* Texto apresentado

Vidas Passadas | 2023
Às vezes podem acontecer conexões entre pessoas que parecem inexplicavelmente inseparáveis, e é sobre esse tipo de conexão que a diretora sul-coreana Celine Song desenvolve em seu primeiro longa-metragem. Vidas Passadas nos faz acompanhar a trajetória de duas vidas que se encontram primeiramente na infância e depois seguem seus rumos por caminhos completamente diferentes. O filme é uma investigação sentimental em muitos níveis, atravessando décadas e longas distâncias.
Nora (Greta Lee) é uma menina obstinada e competitiva, ambiciosa e que sonha alto desde novinha. Hae Sung (Teo Yoo) é um rapaz esforçado e emotivo, companheiro e fiel à sua família. Dessa forma, ainda no período da pré-adolescência, é que somos apresentados aos dois personagens centrais do longa. Estudantes da mesma turma, amigos e entusiastas de um romance desde seu primeiro encontro marcado, com a presença de suas mães, em um parque nas redondezas. Song consegue nos passar a sensação de que aquelas duas crianças já eram, de certa forma, predestinadas uma à outra.
Nora, ainda nova, imigra com sua família para o Canadá. Deixa a Coréia e seus amigos para trás, e com isso sua conexão com Hae Sung. O tempo passa, mais de 20 anos correm e Nora, já independente, deixa para trás também a vida com seus pais e vai viver sozinha em Nova Iorque em busca de seu sonho de ser uma escritora de sucesso. A menina, agora transmutada em mulher, segue o rumo que parecia desejar. Hae Sung presta serviço militar, passa alguns anos no exército e retorna a seu país de origem, para seu velho quarto na casa dos pais, continua ao lado dos amigos com quem cresceu, que ainda bebem no mesmo bar e passam o tempo jogando videogame. O menino agora é um homem feito, preocupado com seu futuro. As vidas seguem naturalmente, as obrigações pessoais, as preocupações com carreira e futuro, fazem com que nos rumos que tomam a vida de cada um, haja um abismo que só cresce.
Song consegue mesclar essa discrepância de destinos à uma conexão que não parece ser desse mundo. Na Coréia existe um termo que é utilizado para designar pessoas que se conheceram em outras vidas e se reencontram. Algo que não tem a intenção de ser bem explicado, nem precisa ser, mas é exemplificado perfeitamente no fluxo das emoções que emanam de um encontro que está sempre sendo adiado, que parece ser impossível, mas que permanece suspenso por um fio invisível de sentimentos suprimidos pela vida.
Hae Sung é a pessoa que fica, Nora, a que vai embora. Como em “Encontros e Desencontros”, de Sofia Coppola, Vidas Passadas revira situações sentimentais ao avesso entre dois adultos fora de sua cidade natal. No filme de Coppola, Bill Murray e Scarlett Johansson se cruzam no Japão, dois desconhecidos que se esbarram e vivem uma relação que vai remendar as feridas internas de cada um. No filme de Celine Song, Nova Iorque é o cenário onde os dois amigos se reencontram, já depois de terem tentado cultivar uma reaproximação virtual, onde criaram apego a um esforço que termina pueril, pois a distância acaba machucando duas almas que precisam muito estar juntas fisicamente. A exploração desse profundo desejo maculado e a conexão entre os jovens coreanos, traçam um rumo dramático e sentimental singular, que se intensifica com a presença de Arthur (John Magaro), marido de Nora.

* Enunciado
Liste todos os personagens de Vidas Passadas cujo intérprete aparece entre parênteses no texto apresentado, cada um com o nome do respectivo ator ou atriz.

* Listagem dos registros
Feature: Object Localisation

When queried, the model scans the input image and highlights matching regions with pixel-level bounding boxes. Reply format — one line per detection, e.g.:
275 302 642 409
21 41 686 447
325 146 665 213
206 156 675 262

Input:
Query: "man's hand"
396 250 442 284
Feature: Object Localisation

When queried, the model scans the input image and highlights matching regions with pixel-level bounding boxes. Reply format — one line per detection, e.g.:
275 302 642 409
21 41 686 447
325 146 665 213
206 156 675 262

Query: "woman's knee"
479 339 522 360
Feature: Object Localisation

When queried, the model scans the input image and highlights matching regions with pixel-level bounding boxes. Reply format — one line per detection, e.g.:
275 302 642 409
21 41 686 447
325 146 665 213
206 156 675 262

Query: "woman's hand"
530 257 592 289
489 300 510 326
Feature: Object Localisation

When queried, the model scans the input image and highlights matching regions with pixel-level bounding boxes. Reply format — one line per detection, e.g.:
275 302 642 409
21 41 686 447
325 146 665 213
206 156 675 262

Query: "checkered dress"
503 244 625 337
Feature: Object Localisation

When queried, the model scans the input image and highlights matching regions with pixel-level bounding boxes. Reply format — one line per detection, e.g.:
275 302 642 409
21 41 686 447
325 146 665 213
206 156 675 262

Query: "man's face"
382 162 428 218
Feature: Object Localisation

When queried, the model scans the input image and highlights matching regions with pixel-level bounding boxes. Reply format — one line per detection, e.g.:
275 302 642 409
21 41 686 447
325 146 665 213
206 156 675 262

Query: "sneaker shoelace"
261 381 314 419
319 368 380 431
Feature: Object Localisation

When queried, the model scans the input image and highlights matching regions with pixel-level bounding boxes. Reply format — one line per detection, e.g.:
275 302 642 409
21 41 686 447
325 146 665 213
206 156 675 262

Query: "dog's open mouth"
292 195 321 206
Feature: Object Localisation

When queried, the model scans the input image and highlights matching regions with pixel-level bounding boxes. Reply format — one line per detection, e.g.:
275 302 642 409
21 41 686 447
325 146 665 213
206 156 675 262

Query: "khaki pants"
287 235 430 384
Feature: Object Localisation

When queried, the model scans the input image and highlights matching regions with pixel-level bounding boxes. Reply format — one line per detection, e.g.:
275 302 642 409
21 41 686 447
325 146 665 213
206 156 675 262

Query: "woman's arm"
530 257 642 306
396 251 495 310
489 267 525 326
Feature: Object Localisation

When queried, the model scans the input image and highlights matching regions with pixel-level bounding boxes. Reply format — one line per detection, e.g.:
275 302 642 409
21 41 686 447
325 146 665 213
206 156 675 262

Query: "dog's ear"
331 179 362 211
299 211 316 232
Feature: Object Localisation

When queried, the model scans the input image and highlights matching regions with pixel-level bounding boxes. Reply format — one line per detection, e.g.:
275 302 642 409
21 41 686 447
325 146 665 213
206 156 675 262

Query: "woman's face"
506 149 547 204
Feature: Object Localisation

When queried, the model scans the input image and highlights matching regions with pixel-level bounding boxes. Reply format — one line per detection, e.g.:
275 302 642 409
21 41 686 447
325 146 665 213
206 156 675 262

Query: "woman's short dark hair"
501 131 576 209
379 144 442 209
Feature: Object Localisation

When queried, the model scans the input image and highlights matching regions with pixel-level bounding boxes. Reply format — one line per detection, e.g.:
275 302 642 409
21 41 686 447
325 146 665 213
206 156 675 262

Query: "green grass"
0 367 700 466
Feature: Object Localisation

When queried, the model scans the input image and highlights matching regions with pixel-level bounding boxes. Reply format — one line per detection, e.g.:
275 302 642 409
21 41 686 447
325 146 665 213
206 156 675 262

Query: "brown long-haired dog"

* Resolução
- Nora: Greta Lee
- Hae Sung: Teo Yoo
- Arthur: John Magaro